● Given task:
Can you copy all the records below, substituting "Locate" for every "Pinpoint", leaving everything else unchanged and omitting the pictures?

Bounding box annotation entries
● ● ●
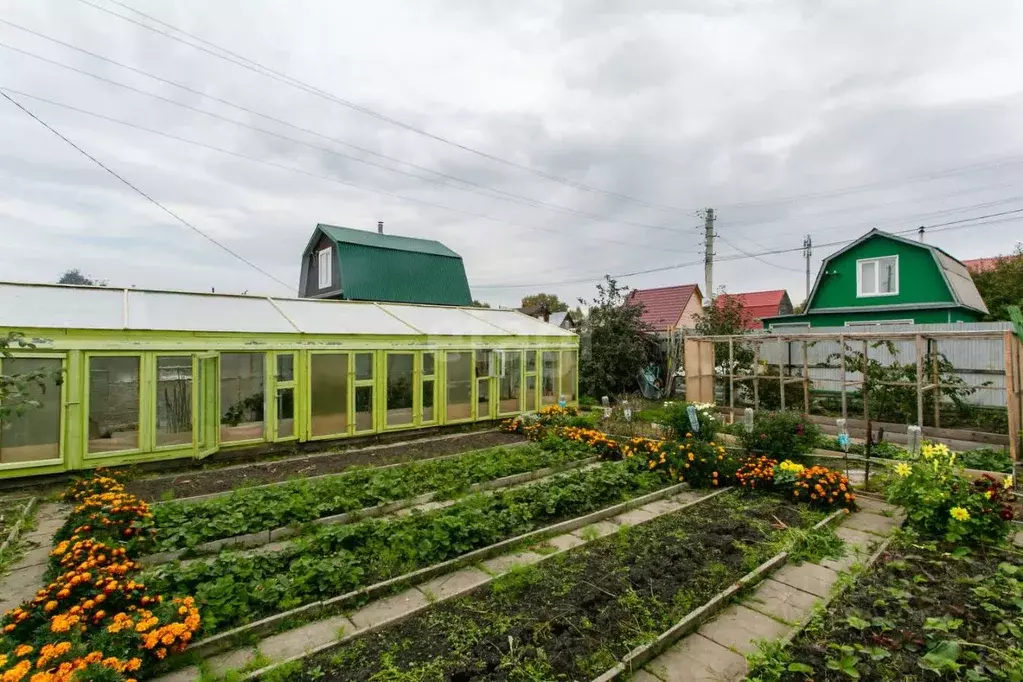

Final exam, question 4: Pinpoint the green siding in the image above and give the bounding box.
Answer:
[338,242,473,306]
[808,235,955,308]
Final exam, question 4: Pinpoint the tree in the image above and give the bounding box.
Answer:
[521,293,569,315]
[973,243,1023,320]
[579,275,653,397]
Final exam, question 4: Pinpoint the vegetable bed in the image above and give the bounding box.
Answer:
[272,493,826,682]
[750,540,1023,682]
[152,445,588,551]
[146,461,671,635]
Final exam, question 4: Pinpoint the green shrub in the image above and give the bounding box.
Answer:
[739,412,820,461]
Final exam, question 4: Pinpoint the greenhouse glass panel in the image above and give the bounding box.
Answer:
[220,353,266,443]
[0,358,61,464]
[500,351,522,414]
[157,355,192,448]
[387,353,415,426]
[447,351,473,421]
[309,353,348,436]
[89,355,140,453]
[540,351,558,405]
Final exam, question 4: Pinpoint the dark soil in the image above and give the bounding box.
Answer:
[127,431,523,500]
[754,541,1023,682]
[287,494,819,682]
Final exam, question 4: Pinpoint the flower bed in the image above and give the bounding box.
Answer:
[278,493,821,681]
[151,446,585,551]
[0,475,201,682]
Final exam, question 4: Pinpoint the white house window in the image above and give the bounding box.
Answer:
[856,256,898,297]
[316,246,332,289]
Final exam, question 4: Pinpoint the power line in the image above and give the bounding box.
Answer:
[0,90,294,291]
[0,86,693,254]
[79,0,686,212]
[0,18,695,233]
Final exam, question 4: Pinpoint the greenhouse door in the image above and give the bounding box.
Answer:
[195,353,220,459]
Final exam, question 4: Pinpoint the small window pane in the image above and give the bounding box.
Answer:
[387,353,415,426]
[157,356,192,448]
[309,353,348,436]
[89,356,139,452]
[220,353,266,443]
[500,351,522,414]
[355,353,373,381]
[447,352,473,421]
[0,358,61,464]
[355,387,373,431]
[422,379,437,422]
[277,353,295,381]
[541,351,558,405]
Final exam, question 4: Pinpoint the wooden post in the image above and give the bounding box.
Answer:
[917,334,927,428]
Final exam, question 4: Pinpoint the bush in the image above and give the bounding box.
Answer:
[739,412,820,461]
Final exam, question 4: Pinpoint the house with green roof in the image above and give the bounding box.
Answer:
[763,229,987,329]
[299,223,473,306]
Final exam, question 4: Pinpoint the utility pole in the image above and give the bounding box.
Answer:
[803,234,813,305]
[704,209,714,302]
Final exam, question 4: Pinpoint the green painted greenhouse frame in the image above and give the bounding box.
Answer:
[0,283,579,479]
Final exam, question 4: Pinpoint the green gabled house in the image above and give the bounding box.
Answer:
[763,229,987,329]
[299,223,473,306]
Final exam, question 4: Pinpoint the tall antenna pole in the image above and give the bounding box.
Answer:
[704,209,714,301]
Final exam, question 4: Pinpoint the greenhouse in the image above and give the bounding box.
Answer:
[0,283,579,478]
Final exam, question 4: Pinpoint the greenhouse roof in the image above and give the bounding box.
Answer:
[0,283,575,336]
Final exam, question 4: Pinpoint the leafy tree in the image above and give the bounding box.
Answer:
[579,275,654,397]
[0,331,62,422]
[522,293,569,315]
[973,243,1023,320]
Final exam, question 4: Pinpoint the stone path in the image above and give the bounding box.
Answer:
[154,491,709,682]
[0,502,70,613]
[631,498,904,682]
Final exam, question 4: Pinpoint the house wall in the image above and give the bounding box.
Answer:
[807,235,954,308]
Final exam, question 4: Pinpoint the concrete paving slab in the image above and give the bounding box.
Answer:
[842,511,899,536]
[743,579,817,624]
[349,588,430,630]
[480,552,543,576]
[773,562,838,597]
[419,569,490,599]
[259,616,357,661]
[647,635,747,682]
[697,604,791,655]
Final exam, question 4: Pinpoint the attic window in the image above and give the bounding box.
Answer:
[856,256,898,298]
[316,246,333,289]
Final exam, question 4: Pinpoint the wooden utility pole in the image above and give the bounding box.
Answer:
[704,209,714,301]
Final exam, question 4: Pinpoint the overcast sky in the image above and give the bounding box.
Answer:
[0,0,1023,305]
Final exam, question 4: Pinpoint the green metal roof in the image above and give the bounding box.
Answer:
[317,225,473,306]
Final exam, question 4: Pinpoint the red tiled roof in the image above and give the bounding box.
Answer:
[714,289,786,329]
[625,284,700,331]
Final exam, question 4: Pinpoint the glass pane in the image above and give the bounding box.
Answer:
[277,353,295,381]
[355,353,373,381]
[387,353,415,426]
[541,351,558,405]
[0,358,60,464]
[422,379,437,421]
[309,353,348,436]
[157,356,192,447]
[89,356,139,452]
[220,353,266,443]
[500,351,522,414]
[447,352,473,421]
[277,389,295,438]
[355,387,373,431]
[562,351,578,403]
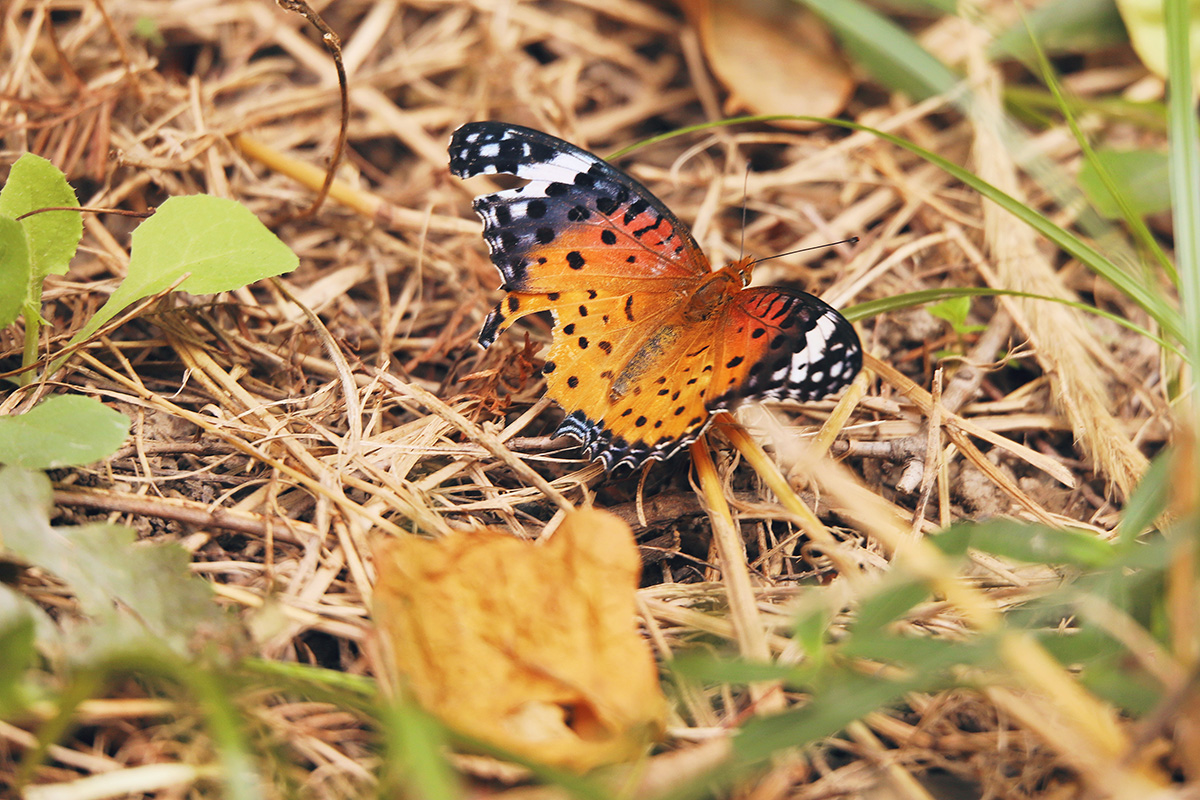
● ● ●
● Task result:
Final exam, question 4: Locate the green siding in the image above and give the bounding box.
Answer:
[338,242,473,306]
[808,235,955,308]
Final exam, question 4: Locate the tree in the image above and give the bounding box.
Answer:
[521,293,569,315]
[973,243,1023,320]
[579,275,653,397]
Final exam, question 4: Locate the vegetable bed in the image above and give the bounding box.
Answer:
[272,493,826,682]
[750,540,1023,682]
[152,445,588,551]
[146,461,671,635]
Final exam, question 4: Locate the green shrub in the image above and give the bounding box.
Answer:
[739,412,820,461]
Final exam, question 4: Locate the greenhouse glass panel in the image above and give the bounding box.
Answer:
[220,353,266,443]
[0,358,61,464]
[500,351,522,414]
[157,355,192,448]
[387,353,415,426]
[447,351,473,421]
[309,353,348,436]
[89,355,140,453]
[540,351,558,405]
Final exam, question 4: Locate the dark soil in the image above and give the bounding box.
Answer:
[127,431,523,500]
[754,541,1023,682]
[287,494,819,682]
Final exam, question 4: Locate the flower bed in the image above and give the bounding box.
Answer:
[278,493,821,681]
[151,446,585,551]
[0,475,201,682]
Final exam, question 4: Locate the white house window in the image above and give the bounding box.
Answer:
[856,256,898,297]
[316,246,332,289]
Final exam, question 4: Locate the power line in the image above and give the bounding box.
Answer:
[0,90,294,291]
[0,86,693,254]
[79,0,686,212]
[0,18,695,233]
Final exam, question 4: Locate the greenhouse door in the image above and give the bounding box.
Answer:
[195,353,220,459]
Final exam, question 4: Locate the small window pane in the image above and give the bounding box.
Answer:
[387,353,415,426]
[157,356,192,448]
[309,353,348,436]
[89,356,139,452]
[220,353,266,443]
[500,351,522,414]
[355,353,373,381]
[447,352,473,421]
[0,358,61,464]
[355,387,373,431]
[422,379,437,422]
[277,353,295,381]
[541,351,558,405]
Final exam, question 4: Locate the wooden post in the image above and give the bounding box.
Answer:
[917,334,927,428]
Final exam, question 4: Locate the bush in the image above and give the bounding box.
Answer:
[739,412,820,461]
Final exam, question 4: Locate the house with green roof in the image above and give the bounding box.
Answer:
[763,229,987,329]
[299,223,473,306]
Final exam, question 4: Locate the utility pole in the image above and give the bounding box.
Answer:
[803,234,813,305]
[704,209,714,302]
Final exam, question 4: Locate the green painted greenhouse frame in the image above and give the bounding box.
Answer:
[0,283,579,479]
Final exam, question 4: Locate the green gabled house in the image above and give the bounding box.
Answer:
[763,229,987,329]
[299,223,473,306]
Final exam, question 4: Locate the tall antenna pole in the image above and give the bounding box.
Answer:
[704,209,714,301]
Final exam, question 4: Locate the greenhouse in the image above and give the bounding box.
Answer:
[0,283,579,478]
Final exam, question 4: Locate the greenhouse roof in the image above and give the bounding box.
Answer:
[0,283,575,336]
Final exam, question 4: Locate the leafy tree in the image above and give the bounding box.
Answer:
[579,275,654,397]
[0,331,62,422]
[522,293,569,315]
[973,243,1023,320]
Final exam, question 4: Locate the stone path in the image above and give the bounding box.
Answer:
[154,491,709,682]
[0,502,70,613]
[631,498,904,682]
Final exam, question 4: Locate the house wall in the image above and give the bounding box.
Answer:
[807,235,954,308]
Final exam, question 4: Locate the concrete paving slab in the image above and give the bounding box.
Answer:
[842,511,899,536]
[743,579,817,624]
[349,588,430,630]
[480,552,543,576]
[773,562,838,597]
[419,569,490,599]
[259,616,357,661]
[647,635,747,682]
[697,604,791,655]
Final exam, question 4: Locate the attic window in the image above and give the bounding box.
Answer:
[856,256,898,298]
[316,246,333,289]
Final exam, question 4: Locate the wooden utility pole in the image above and give the bounding box.
Answer:
[704,209,714,301]
Final exam, question 4: Locate the overcast sky in the image above and give the bounding box.
Answer:
[0,0,1023,305]
Final exam, question 4: Locate the green metal roof in the image above and give the bounding box.
Answer:
[317,225,473,306]
Final exam, question 4: Locate the red tiled roof in the image above and give the bounding box.
Answer:
[714,289,786,329]
[625,284,700,331]
Final exam, question 4: Locate the glass pane in the image above and give the bounding box.
Answer:
[277,353,295,381]
[355,353,373,381]
[387,353,415,426]
[541,351,558,405]
[0,358,60,464]
[422,379,437,421]
[309,353,348,436]
[157,356,192,447]
[89,356,139,452]
[220,353,266,443]
[500,351,522,414]
[447,352,473,421]
[277,389,295,438]
[355,387,373,431]
[562,351,578,403]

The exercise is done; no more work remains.